● **WHAT IS BEING ASKED**: Would you restate, exactly as they appear, the lines from the one containing "Target: flagpole" through the end of the data below?

[start GIVEN RECORDS]

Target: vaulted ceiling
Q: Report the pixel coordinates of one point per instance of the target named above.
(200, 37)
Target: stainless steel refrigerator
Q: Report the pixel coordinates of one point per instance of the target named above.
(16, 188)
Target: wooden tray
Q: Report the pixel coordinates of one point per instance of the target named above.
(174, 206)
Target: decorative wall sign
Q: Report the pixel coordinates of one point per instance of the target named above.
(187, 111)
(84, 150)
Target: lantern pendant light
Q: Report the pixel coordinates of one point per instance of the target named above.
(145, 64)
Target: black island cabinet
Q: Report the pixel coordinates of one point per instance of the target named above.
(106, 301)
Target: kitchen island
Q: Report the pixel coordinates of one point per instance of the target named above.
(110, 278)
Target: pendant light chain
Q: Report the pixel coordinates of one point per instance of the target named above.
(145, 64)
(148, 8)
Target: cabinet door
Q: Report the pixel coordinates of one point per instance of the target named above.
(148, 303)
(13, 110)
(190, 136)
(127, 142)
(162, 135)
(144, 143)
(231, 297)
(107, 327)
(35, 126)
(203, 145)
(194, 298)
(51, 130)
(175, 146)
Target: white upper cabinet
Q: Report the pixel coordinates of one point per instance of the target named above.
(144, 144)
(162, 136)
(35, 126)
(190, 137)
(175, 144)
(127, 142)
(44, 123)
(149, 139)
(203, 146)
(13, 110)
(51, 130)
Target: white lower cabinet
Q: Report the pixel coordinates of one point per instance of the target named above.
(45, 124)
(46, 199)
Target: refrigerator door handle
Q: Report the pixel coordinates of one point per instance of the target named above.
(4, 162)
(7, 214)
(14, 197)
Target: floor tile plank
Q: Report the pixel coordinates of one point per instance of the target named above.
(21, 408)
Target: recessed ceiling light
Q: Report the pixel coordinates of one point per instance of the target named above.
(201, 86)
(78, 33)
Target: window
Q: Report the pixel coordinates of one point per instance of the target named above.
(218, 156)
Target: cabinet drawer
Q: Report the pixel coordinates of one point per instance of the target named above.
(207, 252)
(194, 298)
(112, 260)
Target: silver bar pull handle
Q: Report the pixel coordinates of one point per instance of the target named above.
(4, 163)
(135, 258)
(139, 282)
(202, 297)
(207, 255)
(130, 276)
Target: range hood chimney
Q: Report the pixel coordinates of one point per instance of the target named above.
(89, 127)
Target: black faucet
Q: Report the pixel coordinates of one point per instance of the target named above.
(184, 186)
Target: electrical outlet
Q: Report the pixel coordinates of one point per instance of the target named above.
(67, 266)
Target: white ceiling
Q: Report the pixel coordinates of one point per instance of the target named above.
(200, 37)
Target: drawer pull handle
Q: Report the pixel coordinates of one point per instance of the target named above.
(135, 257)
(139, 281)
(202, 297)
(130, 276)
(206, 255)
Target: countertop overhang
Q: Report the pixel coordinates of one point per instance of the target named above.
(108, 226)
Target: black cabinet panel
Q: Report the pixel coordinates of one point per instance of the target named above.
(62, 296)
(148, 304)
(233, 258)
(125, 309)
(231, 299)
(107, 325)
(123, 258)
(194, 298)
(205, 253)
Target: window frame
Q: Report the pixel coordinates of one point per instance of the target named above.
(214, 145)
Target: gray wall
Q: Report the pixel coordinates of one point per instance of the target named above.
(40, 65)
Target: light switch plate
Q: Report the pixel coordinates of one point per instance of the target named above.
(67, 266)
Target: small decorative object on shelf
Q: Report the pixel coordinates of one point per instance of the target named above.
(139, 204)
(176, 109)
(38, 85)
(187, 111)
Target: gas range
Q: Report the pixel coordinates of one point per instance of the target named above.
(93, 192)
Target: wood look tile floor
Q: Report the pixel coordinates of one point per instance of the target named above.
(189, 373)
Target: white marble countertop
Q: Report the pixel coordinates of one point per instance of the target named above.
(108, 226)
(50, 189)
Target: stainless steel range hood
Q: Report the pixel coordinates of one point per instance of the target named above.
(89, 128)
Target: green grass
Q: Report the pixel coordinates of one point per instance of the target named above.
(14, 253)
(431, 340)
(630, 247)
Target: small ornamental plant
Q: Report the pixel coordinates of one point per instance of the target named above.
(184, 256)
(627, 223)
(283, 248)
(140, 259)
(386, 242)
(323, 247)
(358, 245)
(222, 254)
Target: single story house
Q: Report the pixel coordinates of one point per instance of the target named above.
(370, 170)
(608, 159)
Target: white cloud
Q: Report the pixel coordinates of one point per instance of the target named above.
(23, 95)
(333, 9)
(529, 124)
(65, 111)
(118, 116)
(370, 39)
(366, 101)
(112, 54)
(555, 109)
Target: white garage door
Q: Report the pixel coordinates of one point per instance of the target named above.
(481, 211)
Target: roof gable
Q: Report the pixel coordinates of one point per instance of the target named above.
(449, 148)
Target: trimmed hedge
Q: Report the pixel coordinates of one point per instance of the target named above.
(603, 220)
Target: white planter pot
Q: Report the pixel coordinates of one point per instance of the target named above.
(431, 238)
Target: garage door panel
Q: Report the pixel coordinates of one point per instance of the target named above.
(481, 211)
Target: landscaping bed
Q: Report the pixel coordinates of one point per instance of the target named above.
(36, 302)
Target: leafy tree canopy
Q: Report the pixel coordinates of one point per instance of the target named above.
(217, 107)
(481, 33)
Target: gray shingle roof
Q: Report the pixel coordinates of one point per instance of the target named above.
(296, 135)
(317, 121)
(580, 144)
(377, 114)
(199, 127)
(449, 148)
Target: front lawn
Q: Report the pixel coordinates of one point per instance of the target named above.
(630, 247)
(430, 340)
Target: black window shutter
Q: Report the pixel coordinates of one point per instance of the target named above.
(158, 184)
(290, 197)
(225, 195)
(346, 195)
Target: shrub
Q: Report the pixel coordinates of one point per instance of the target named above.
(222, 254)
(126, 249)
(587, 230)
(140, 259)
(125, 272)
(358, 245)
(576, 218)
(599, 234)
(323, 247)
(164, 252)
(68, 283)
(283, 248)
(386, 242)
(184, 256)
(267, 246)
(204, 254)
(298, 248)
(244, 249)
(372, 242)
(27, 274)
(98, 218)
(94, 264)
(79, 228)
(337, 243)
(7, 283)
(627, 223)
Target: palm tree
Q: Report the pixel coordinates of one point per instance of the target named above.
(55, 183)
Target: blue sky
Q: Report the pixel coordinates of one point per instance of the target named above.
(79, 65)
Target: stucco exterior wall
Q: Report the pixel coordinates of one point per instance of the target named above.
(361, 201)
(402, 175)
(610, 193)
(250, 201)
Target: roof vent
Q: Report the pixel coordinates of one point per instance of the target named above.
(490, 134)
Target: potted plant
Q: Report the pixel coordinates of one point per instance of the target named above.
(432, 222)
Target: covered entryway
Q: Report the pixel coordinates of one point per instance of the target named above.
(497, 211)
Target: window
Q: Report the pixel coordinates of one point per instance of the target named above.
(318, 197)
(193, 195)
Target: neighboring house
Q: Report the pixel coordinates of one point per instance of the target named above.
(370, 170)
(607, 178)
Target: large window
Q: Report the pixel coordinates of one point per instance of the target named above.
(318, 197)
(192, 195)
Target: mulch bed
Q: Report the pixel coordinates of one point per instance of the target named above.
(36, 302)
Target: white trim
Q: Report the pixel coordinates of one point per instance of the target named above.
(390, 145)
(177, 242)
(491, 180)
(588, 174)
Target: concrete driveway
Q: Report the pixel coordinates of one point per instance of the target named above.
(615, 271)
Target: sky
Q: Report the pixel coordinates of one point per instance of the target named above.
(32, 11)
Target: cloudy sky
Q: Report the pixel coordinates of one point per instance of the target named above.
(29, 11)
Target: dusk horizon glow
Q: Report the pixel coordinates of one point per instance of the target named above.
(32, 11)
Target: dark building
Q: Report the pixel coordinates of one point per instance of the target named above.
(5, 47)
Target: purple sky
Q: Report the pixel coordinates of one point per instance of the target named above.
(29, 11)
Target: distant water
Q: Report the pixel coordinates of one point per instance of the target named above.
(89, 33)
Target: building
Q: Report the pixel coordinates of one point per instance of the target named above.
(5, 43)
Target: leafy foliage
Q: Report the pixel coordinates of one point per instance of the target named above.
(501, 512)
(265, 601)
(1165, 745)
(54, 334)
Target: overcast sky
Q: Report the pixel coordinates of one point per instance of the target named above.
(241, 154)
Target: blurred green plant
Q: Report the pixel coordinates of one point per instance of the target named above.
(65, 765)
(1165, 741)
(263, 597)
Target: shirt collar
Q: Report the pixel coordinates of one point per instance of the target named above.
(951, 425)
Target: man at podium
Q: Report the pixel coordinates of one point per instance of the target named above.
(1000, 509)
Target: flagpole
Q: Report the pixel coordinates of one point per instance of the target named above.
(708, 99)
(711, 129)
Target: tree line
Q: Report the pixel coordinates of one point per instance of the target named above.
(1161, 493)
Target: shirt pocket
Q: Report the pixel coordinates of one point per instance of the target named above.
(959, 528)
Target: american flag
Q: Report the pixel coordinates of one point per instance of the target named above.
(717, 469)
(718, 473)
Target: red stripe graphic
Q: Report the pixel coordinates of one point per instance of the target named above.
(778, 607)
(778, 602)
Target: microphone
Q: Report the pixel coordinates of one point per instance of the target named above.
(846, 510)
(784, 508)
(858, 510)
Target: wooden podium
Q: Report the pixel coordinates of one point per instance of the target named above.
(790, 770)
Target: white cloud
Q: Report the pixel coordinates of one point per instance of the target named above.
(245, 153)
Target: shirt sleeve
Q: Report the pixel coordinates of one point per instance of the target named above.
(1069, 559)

[end GIVEN RECORDS]

● **THE REPLY**:
Target: flagpole
Q: Report the pixel coordinates of one point per instance of the target named above.
(708, 99)
(711, 129)
Target: tree line
Q: Report the pixel coordinates of one point per instance of the target named above.
(1161, 493)
Target: shirt pocket
Q: Report the pixel coordinates of one point per instance of the target named above.
(959, 528)
Target: american flag
Q: Report the pixel coordinates of one point per instance of the target named above.
(717, 469)
(718, 473)
Target: red stripe graphic
Q: Report the pixel coordinates of one point per instance of the target named above.
(778, 607)
(778, 602)
Target: microphone
Q: Report the pixel coordinates of one point per instance of the target named above.
(846, 510)
(784, 508)
(858, 510)
Target: wooden podium
Q: Report the pixel coordinates of one point per instance of the target named above.
(790, 770)
Target: white cloud
Q: Report the pixel coordinates of one point per instance of the target named above.
(245, 153)
Target: shirt sleeve
Q: Report the pixel coordinates of one point per instance of the target named above.
(1069, 559)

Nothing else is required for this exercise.